■ PASSAGE PROVIDED
-.-.-

Welcome to this week’s edition of The Growth Stock Report!
Market winds changed course for the week as buyers boosted the overall technical condition to their favor.
Our current position:
MARKET IN LIMBO
In this week’s edition you will find:
- Where We Are
- What Was Important About Last Week
- What We Are Watching For This Week
- A Word On Discipline
The following sections can now be found on our home site:
Where We Are:
Taking a look at the overall markets:
Thursday’s emotional lower open on the heels of terror attacks in London marked the lows for the week. Not even worse than expected employment figures could thwart upside momentum.
Strong markets reject negative news.
Small-caps led the charge with the Russell 2000 hitting new all time highs.
Firming the advance, Consumer Cyclicals were endorsed with heavy buying into technology issues. This is a change of pace from the past couple of months where money favored Consumer Staples.
Our conviction goes to where the technology names point us. The charts are looking good as critical levels are in play with the Nasdaq and Semiconductor Index facing potential breakouts.
It’s all about the breakout, but breakouts can lead to fakeouts. In order for us to raise the Green Flag we want to see well sponsored buying for new highs should they come.
This market continues to be a bullish environment for Energy, Homebuilders, and Real Estate. On a down note, these are not the sectors that usually lead cyclical moves up in equities.
We do continue to be encouraged by well bid Broker Dealers, but also want to see Banks shake their current trading range.
Two heavy points of evidence that keep weight on the Bears side of the scale are the contrarian indicators of Investors Intelligence and the CBOE Volatility Index. As mentioned in previous reports, extremes in these indexes more than often lead to corrections. Timing the corrections is not a mechanical operation, so we must keep it in perspective that the prospects of a significant broader move up in the major indexes is dimmed.

-.-.-

■ GOAL 1
Reproduce the rows word for word, starting at the first line of the rows and continuing up to and including the line that contains "87L141 89L141 91L142".

-.-.-

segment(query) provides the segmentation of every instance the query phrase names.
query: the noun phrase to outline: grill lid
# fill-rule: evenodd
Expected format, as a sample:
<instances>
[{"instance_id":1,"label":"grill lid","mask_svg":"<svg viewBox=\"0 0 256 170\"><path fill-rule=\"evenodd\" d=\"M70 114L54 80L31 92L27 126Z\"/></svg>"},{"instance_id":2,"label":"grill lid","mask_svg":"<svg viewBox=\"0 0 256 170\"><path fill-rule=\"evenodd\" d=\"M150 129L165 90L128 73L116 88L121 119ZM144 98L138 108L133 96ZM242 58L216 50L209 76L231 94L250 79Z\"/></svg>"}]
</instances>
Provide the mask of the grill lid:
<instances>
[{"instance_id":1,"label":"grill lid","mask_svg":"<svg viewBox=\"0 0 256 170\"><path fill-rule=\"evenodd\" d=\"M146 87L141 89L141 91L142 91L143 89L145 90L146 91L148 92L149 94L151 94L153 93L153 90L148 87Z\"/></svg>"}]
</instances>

-.-.-

■ GOAL 2
Copy verbatim the passage of the stock market report from "This market continues" up to and including "indexes is dimmed.".

■ SOLUTION 1
segment(query) provides the segmentation of every instance the query phrase names.
query: the noun phrase to outline: grill lid
# fill-rule: evenodd
Expected format, as a sample:
<instances>
[{"instance_id":1,"label":"grill lid","mask_svg":"<svg viewBox=\"0 0 256 170\"><path fill-rule=\"evenodd\" d=\"M70 114L54 80L31 92L27 126Z\"/></svg>"},{"instance_id":2,"label":"grill lid","mask_svg":"<svg viewBox=\"0 0 256 170\"><path fill-rule=\"evenodd\" d=\"M150 129L165 90L128 73L116 88L121 119ZM144 98L138 108L133 96ZM242 58L216 50L209 76L231 94L250 79Z\"/></svg>"}]
</instances>
Provide the mask of the grill lid:
<instances>
[{"instance_id":1,"label":"grill lid","mask_svg":"<svg viewBox=\"0 0 256 170\"><path fill-rule=\"evenodd\" d=\"M146 87L141 89L141 91L142 91L143 89L145 90L146 91L148 92L149 94L151 94L153 93L153 90L148 87Z\"/></svg>"}]

■ SOLUTION 2
This market continues to be a bullish environment for Energy, Homebuilders, and Real Estate. On a down note, these are not the sectors that usually lead cyclical moves up in equities.
We do continue to be encouraged by well bid Broker Dealers, but also want to see Banks shake their current trading range.
Two heavy points of evidence that keep weight on the Bears side of the scale are the contrarian indicators of Investors Intelligence and the CBOE Volatility Index. As mentioned in previous reports, extremes in these indexes more than often lead to corrections. Timing the corrections is not a mechanical operation, so we must keep it in perspective that the prospects of a significant broader move up in the major indexes is dimmed.